Exercise task 1
Translate this sentence from the XML injection page into Spanish: "Use XML builder libraries like xmlbuilder2 with proper API methods instead of string concatenation, validate and sanitize all user input before including in XML documents, escape XML special characters (<, >, &, ", ') using dedicated escaping functions, and implement schema validation to ensure XML structure integrity and prevent XML injection attacks."

Primary Defence: Use XML builder libraries like xmlbuilder2 with proper API methods instead of string concatenation, validate and sanitize all user input before including in XML documents, escape XML special characters (<, >, &, ", ') using dedicated escaping functions, and implement schema validation to ensure XML structure integrity and prevent XML injection attacks.

Common JavaScript XML Vulnerability Scenarios:

  • Building XML with template literals or string concatenation
  • Using user input directly in XML elements or attributes
  • SOAP/REST XML payloads with unsanitized data
  • XML configuration files with user data
  • Server-side rendering of XML responses

Popular Node.js XML Libraries:

  • xmlbuilder2: Modern XML builder
  • xml2js: XML to JavaScript object conversion
  • fast-xml-parser: High-performance XML parser
  • xmldom: W3C DOM implementation
  • jstoxml: JSON to XML conversion
  • he: HTML entity encoder/decoder (works for XML)

XML Special Characters Requiring Escaping:

  • <&lt;
  • >&gt;
  • &&amp;
  • '&apos;
  • "&quot;

Common Vulnerable Patterns

Template Literal Concatenation

// VULNERABLE - Direct template literal
function createUserXml(username, email) {
    // VULNERABLE - User input directly in XML template
    const xml = `<?xml version="1.0"?>
<user>
    <username>${username}</username>
    <email>${email}</email>
</user>`;

    return xml;
}

// Attack: username = "</username><admin>true</admin><username>"
// Result: <username></username><admin>true</admin><username></username>
// Creates unintended <admin> element

Why this is vulnerable:

  • No escaping of XML special characters
  • Template literals allow injection
  • Can modify XML structure
  • Bypasses validation

Express.js REST API

// VULNERABLE - Express endpoint returning XML
const express = require('express');
const app = express();

app.get('/api/user', (req, res) => {
    const { username, email } = req.query;

    // VULNERABLE - Query parameters in XML
    const xmlResponse = `<?xml version="1.0" encoding="UTF-8"?>
<response>
    <user>
        <name>${username}</name>
        <email>${email}</email>
    </user>
</response>`;

    res.set('Content-Type', 'application/xml');
    res.send(xmlResponse);
});

app.listen(3000);

// Attack: username = "<admin>true</admin>"
// Response contains: <name><admin>true</admin></name>

Why this is vulnerable:

  • Express doesn't auto-escape XML
  • Request parameters directly in XML
  • No validation or sanitization
  • Information disclosure possible

SOAP Request Construction

// VULNERABLE - Building SOAP XML manually
const axios = require('axios');

async function callSoapService(userId, action) {
    // VULNERABLE - User input in SOAP envelope
    const soapEnvelope = `<?xml version="1.0"?>
<soap:Envelope xmlns:soap="http://schemas.xmlsoap.org/soap/envelope/">
    <soap:Body>
        <GetUserData>
            <UserId>${userId}</UserId>
            <Action>${action}</Action>
        </GetUserData>
    </soap:Body>
</soap:Envelope>`;

    const response = await axios.post('https://api.example.com/soap', soapEnvelope, {
        headers: { 'Content-Type': 'text/xml' }
    });

    return response.data;
}

// Attack: userId = "</UserId><Role>admin</Role><UserId>"

Given information
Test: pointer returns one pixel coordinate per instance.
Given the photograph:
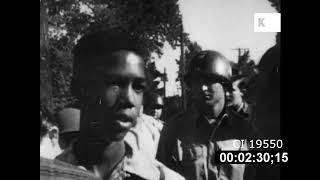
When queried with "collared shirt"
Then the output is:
(51, 169)
(145, 135)
(188, 145)
(134, 165)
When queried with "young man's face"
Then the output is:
(208, 93)
(124, 83)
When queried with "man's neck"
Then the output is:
(113, 154)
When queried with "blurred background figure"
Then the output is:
(49, 134)
(268, 93)
(153, 105)
(69, 119)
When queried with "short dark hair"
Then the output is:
(46, 120)
(97, 44)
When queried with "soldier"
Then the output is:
(189, 141)
(110, 78)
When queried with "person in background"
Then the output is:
(49, 134)
(153, 105)
(50, 168)
(189, 141)
(69, 119)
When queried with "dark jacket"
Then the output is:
(188, 145)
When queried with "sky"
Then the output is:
(221, 25)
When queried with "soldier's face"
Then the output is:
(207, 93)
(121, 95)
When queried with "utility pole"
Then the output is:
(240, 50)
(182, 68)
(164, 83)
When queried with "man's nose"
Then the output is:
(127, 96)
(204, 88)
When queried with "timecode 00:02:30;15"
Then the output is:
(251, 157)
(259, 143)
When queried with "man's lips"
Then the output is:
(123, 121)
(207, 96)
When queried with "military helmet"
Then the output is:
(210, 64)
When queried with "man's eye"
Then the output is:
(139, 86)
(114, 83)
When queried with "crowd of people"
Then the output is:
(117, 132)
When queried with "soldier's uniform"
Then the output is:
(188, 145)
(189, 142)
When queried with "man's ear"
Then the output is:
(54, 133)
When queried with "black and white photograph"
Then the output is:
(160, 90)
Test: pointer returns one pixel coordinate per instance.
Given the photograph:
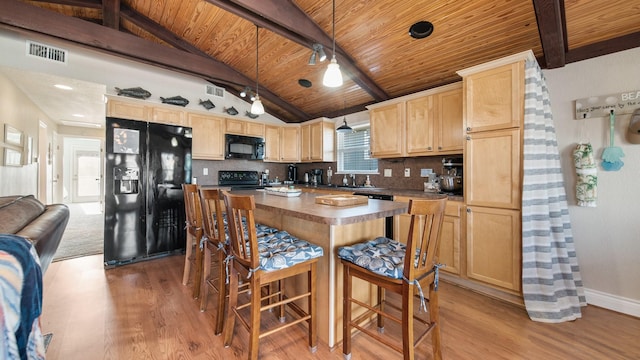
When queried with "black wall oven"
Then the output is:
(244, 147)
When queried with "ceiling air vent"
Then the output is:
(215, 91)
(46, 52)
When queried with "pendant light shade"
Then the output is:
(257, 108)
(344, 128)
(333, 76)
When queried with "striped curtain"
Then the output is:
(551, 282)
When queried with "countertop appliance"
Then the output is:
(240, 179)
(388, 221)
(292, 173)
(244, 147)
(316, 177)
(145, 167)
(451, 180)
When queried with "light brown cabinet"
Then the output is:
(126, 110)
(240, 127)
(272, 143)
(428, 123)
(208, 137)
(449, 253)
(493, 246)
(495, 98)
(494, 114)
(290, 144)
(317, 140)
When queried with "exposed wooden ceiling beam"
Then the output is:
(111, 13)
(172, 39)
(92, 4)
(31, 18)
(552, 28)
(621, 43)
(286, 19)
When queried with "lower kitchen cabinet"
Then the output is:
(493, 249)
(450, 238)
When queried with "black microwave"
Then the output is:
(244, 147)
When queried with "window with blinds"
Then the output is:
(354, 153)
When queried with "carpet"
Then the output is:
(84, 234)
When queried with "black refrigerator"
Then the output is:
(145, 167)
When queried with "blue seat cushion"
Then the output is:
(282, 250)
(381, 255)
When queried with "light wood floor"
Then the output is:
(142, 311)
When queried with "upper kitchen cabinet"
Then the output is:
(282, 143)
(449, 121)
(495, 98)
(123, 109)
(290, 144)
(208, 137)
(421, 124)
(272, 143)
(387, 130)
(317, 138)
(240, 127)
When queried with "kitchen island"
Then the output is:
(330, 227)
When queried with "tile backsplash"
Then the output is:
(396, 181)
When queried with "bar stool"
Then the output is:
(276, 257)
(193, 255)
(216, 248)
(382, 262)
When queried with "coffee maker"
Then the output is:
(316, 176)
(292, 173)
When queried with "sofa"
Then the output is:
(43, 225)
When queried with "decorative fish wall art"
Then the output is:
(136, 92)
(175, 100)
(231, 111)
(207, 104)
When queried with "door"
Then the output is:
(86, 175)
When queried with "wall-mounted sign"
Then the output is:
(600, 106)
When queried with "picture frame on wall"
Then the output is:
(13, 136)
(12, 157)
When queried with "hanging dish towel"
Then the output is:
(587, 175)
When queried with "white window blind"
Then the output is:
(354, 152)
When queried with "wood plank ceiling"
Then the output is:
(216, 40)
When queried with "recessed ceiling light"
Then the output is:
(304, 83)
(421, 29)
(63, 87)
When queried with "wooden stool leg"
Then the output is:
(346, 314)
(407, 321)
(222, 290)
(434, 317)
(313, 334)
(187, 259)
(231, 305)
(206, 273)
(254, 337)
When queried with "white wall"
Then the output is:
(607, 237)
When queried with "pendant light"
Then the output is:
(333, 76)
(256, 107)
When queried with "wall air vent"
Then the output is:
(46, 52)
(215, 91)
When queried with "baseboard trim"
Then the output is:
(612, 302)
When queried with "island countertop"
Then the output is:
(305, 207)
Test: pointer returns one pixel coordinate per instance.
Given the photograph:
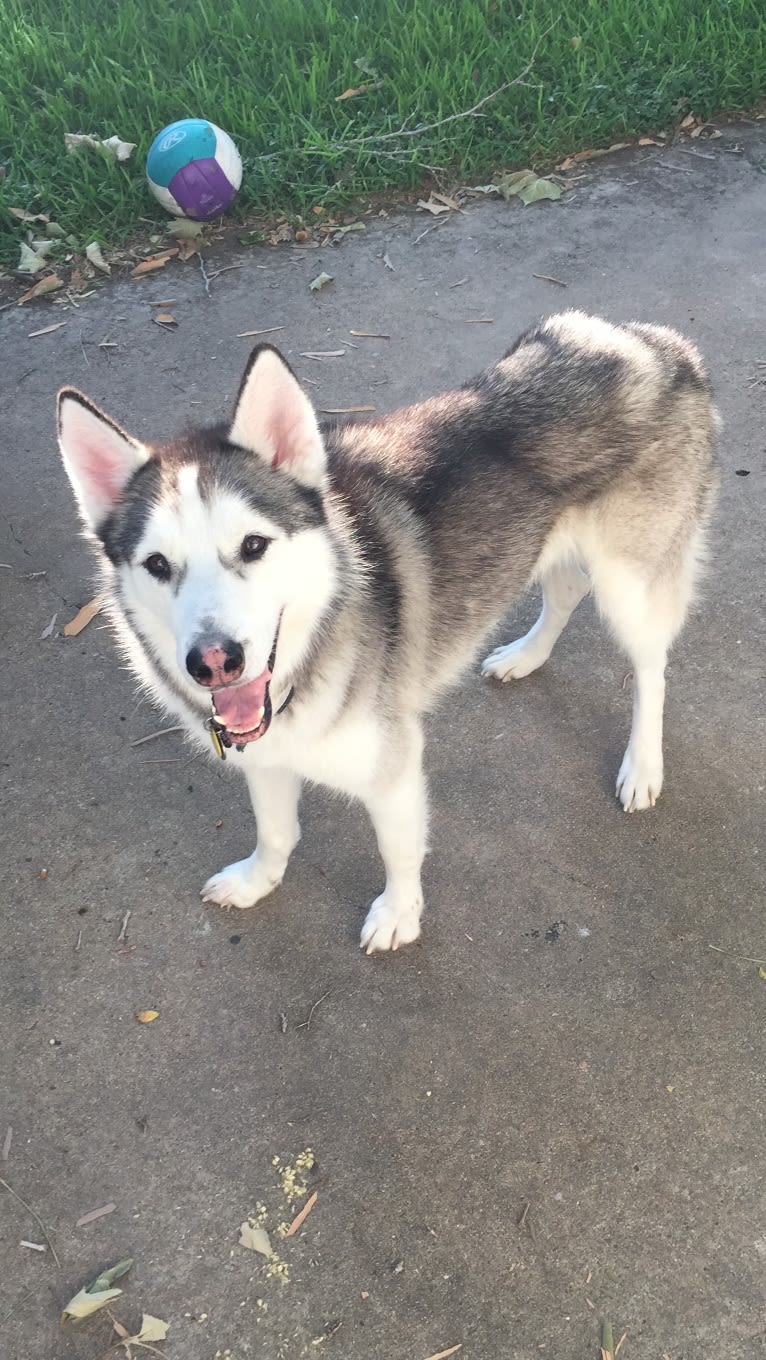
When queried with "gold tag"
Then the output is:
(215, 737)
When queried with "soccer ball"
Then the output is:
(193, 169)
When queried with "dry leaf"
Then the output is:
(30, 261)
(95, 257)
(153, 1329)
(97, 1294)
(357, 90)
(242, 335)
(153, 263)
(38, 290)
(431, 206)
(185, 230)
(255, 1238)
(46, 329)
(525, 185)
(301, 1217)
(82, 618)
(27, 216)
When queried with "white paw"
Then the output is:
(241, 884)
(513, 661)
(388, 924)
(640, 782)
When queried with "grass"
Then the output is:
(270, 71)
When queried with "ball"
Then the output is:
(193, 169)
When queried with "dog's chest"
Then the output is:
(344, 758)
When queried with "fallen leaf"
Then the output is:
(114, 147)
(94, 1215)
(301, 1217)
(27, 216)
(153, 263)
(357, 90)
(97, 1294)
(46, 329)
(185, 229)
(95, 257)
(446, 200)
(255, 1238)
(525, 185)
(30, 261)
(82, 618)
(431, 206)
(153, 1329)
(38, 290)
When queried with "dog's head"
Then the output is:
(218, 540)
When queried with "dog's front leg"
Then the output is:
(275, 794)
(399, 815)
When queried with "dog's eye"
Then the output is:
(253, 547)
(158, 566)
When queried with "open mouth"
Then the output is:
(242, 713)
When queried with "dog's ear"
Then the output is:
(98, 456)
(275, 419)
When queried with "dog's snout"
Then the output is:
(215, 663)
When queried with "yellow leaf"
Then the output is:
(85, 1303)
(153, 1329)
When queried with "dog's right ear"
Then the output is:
(98, 456)
(275, 419)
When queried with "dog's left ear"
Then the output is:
(275, 419)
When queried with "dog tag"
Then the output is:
(211, 726)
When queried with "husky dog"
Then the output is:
(305, 592)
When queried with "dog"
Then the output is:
(300, 595)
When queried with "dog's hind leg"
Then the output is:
(399, 815)
(563, 586)
(645, 616)
(275, 796)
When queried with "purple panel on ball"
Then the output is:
(202, 189)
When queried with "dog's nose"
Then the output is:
(215, 664)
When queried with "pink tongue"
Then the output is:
(238, 707)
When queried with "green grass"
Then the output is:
(268, 71)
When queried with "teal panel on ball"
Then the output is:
(189, 139)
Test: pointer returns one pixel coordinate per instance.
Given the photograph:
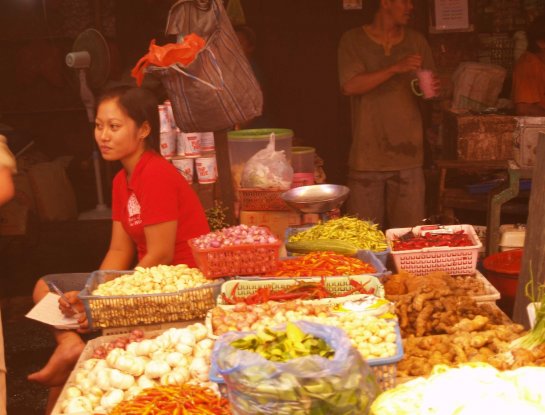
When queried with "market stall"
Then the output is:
(328, 330)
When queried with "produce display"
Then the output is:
(340, 383)
(322, 264)
(153, 280)
(175, 357)
(429, 311)
(281, 346)
(184, 399)
(374, 337)
(315, 334)
(473, 389)
(234, 236)
(411, 241)
(361, 234)
(301, 290)
(405, 282)
(147, 296)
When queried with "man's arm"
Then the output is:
(367, 81)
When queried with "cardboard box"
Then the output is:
(276, 221)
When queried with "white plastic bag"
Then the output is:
(268, 169)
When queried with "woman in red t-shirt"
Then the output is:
(154, 211)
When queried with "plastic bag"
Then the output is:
(172, 53)
(267, 169)
(235, 12)
(344, 384)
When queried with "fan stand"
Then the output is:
(101, 211)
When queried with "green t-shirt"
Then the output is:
(386, 121)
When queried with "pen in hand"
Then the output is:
(58, 291)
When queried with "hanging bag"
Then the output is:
(218, 89)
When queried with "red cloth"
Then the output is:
(157, 193)
(182, 53)
(529, 80)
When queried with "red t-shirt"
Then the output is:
(157, 193)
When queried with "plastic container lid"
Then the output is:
(303, 150)
(259, 134)
(507, 262)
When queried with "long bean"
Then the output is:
(363, 234)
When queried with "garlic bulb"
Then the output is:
(176, 377)
(90, 363)
(199, 369)
(85, 385)
(184, 349)
(119, 380)
(112, 357)
(146, 347)
(187, 337)
(132, 347)
(156, 368)
(72, 392)
(175, 359)
(80, 375)
(111, 398)
(78, 405)
(144, 382)
(199, 330)
(132, 392)
(103, 379)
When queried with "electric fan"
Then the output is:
(90, 57)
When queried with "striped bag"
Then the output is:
(218, 89)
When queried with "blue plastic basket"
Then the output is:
(385, 369)
(144, 309)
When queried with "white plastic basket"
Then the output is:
(454, 260)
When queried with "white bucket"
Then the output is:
(189, 144)
(207, 171)
(167, 143)
(185, 166)
(207, 141)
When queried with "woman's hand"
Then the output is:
(73, 306)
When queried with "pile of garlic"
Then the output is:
(153, 280)
(175, 357)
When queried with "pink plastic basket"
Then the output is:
(261, 199)
(236, 260)
(455, 261)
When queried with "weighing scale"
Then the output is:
(318, 198)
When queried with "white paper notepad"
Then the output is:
(47, 311)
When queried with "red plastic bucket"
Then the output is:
(502, 270)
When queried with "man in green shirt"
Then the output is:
(377, 63)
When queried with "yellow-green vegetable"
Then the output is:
(362, 234)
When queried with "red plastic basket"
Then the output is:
(454, 260)
(236, 260)
(261, 199)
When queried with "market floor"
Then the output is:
(62, 247)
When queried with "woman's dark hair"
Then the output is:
(536, 32)
(140, 105)
(370, 9)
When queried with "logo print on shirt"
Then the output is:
(134, 210)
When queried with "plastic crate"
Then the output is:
(85, 355)
(236, 260)
(261, 199)
(145, 309)
(382, 256)
(385, 369)
(454, 260)
(337, 285)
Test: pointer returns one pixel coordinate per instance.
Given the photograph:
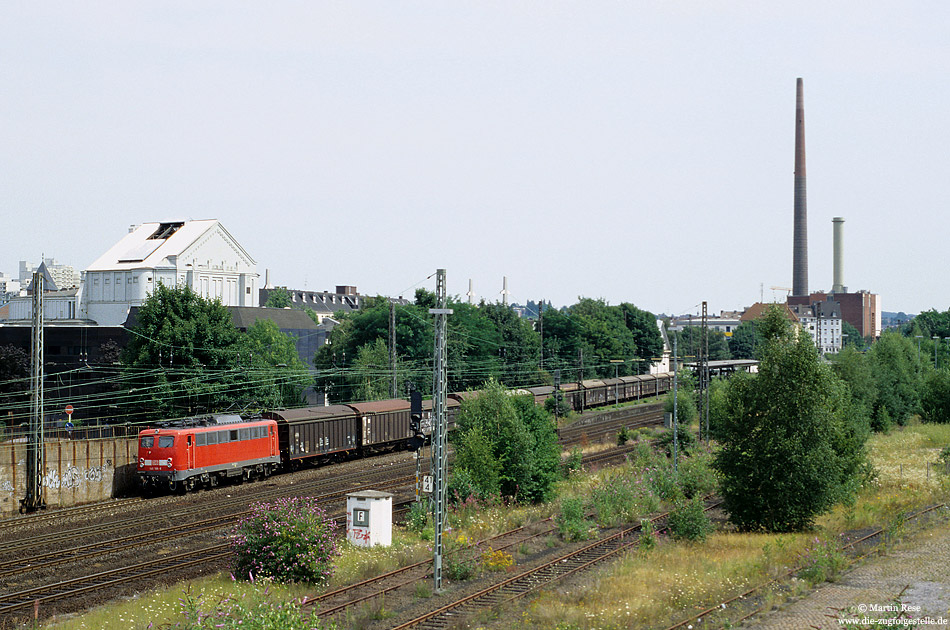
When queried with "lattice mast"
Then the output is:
(35, 494)
(439, 428)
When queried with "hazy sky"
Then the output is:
(632, 151)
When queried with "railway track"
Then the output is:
(334, 603)
(81, 545)
(853, 545)
(533, 579)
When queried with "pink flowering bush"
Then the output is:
(288, 540)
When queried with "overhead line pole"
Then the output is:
(35, 496)
(392, 344)
(439, 428)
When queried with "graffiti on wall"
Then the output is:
(73, 477)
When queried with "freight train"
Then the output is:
(183, 455)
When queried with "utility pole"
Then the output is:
(541, 330)
(392, 344)
(580, 380)
(439, 428)
(35, 465)
(704, 376)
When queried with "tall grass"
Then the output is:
(650, 588)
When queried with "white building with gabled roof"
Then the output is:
(199, 254)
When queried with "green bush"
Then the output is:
(458, 567)
(621, 499)
(935, 398)
(647, 541)
(662, 480)
(574, 462)
(289, 540)
(418, 517)
(696, 476)
(508, 444)
(688, 521)
(824, 560)
(230, 614)
(685, 444)
(463, 486)
(572, 521)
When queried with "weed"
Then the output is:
(571, 522)
(423, 590)
(496, 560)
(418, 517)
(459, 567)
(647, 540)
(689, 521)
(822, 561)
(574, 461)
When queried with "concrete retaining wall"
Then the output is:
(77, 471)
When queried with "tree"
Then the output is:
(278, 297)
(774, 325)
(414, 343)
(792, 442)
(742, 344)
(854, 369)
(685, 398)
(517, 448)
(186, 348)
(372, 374)
(718, 344)
(893, 362)
(276, 375)
(602, 332)
(518, 343)
(935, 397)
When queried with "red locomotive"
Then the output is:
(203, 452)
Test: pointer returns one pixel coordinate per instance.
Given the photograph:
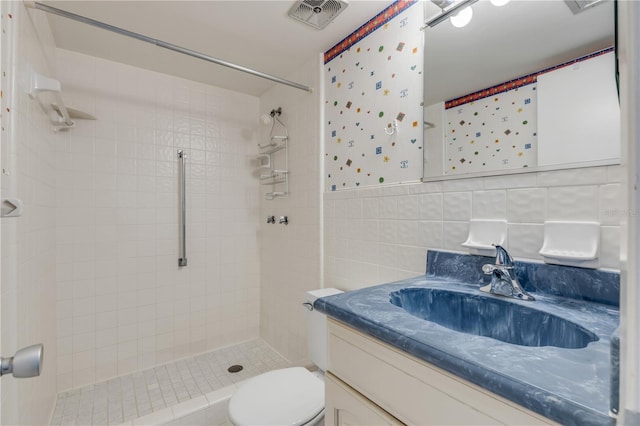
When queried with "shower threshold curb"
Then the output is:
(183, 409)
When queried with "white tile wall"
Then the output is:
(28, 242)
(399, 233)
(123, 304)
(291, 255)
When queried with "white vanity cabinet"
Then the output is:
(372, 383)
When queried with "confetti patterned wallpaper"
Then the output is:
(373, 92)
(493, 133)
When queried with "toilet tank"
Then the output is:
(317, 327)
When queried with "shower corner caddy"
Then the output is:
(269, 174)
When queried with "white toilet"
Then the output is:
(289, 396)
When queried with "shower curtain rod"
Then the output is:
(160, 43)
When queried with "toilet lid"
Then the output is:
(290, 396)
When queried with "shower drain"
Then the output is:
(235, 368)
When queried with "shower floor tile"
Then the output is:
(126, 398)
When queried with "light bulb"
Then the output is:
(462, 18)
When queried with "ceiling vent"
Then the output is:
(317, 13)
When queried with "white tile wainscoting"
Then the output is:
(378, 235)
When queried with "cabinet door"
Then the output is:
(344, 406)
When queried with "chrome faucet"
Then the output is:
(503, 278)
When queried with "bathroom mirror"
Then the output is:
(527, 86)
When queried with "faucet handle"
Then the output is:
(503, 258)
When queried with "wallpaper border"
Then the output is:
(387, 14)
(517, 82)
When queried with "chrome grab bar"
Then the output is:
(182, 209)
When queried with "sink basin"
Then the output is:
(492, 317)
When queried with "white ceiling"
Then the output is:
(256, 34)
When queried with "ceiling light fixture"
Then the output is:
(451, 11)
(462, 18)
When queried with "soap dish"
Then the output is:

Exercise task 2
Gather every line of the listing above that contains the string "curtain". Case counts.

Output 1
Use bibliotecas generadoras de XML como xmlbuilder2 con los métodos de API adecuados en lugar de la concatenación de cadenas, valide y sanee toda la entrada del usuario antes de incluirla en documentos XML, escape los caracteres especiales de XML (<, >, &, ", ') mediante funciones de escape dedicadas e implemente la validación de esquemas para garantizar la integridad de la estructura XML y prevenir ataques de inyección de XML.

Output 2
When queried with "striped curtain"
When queried with "shower curtain rod"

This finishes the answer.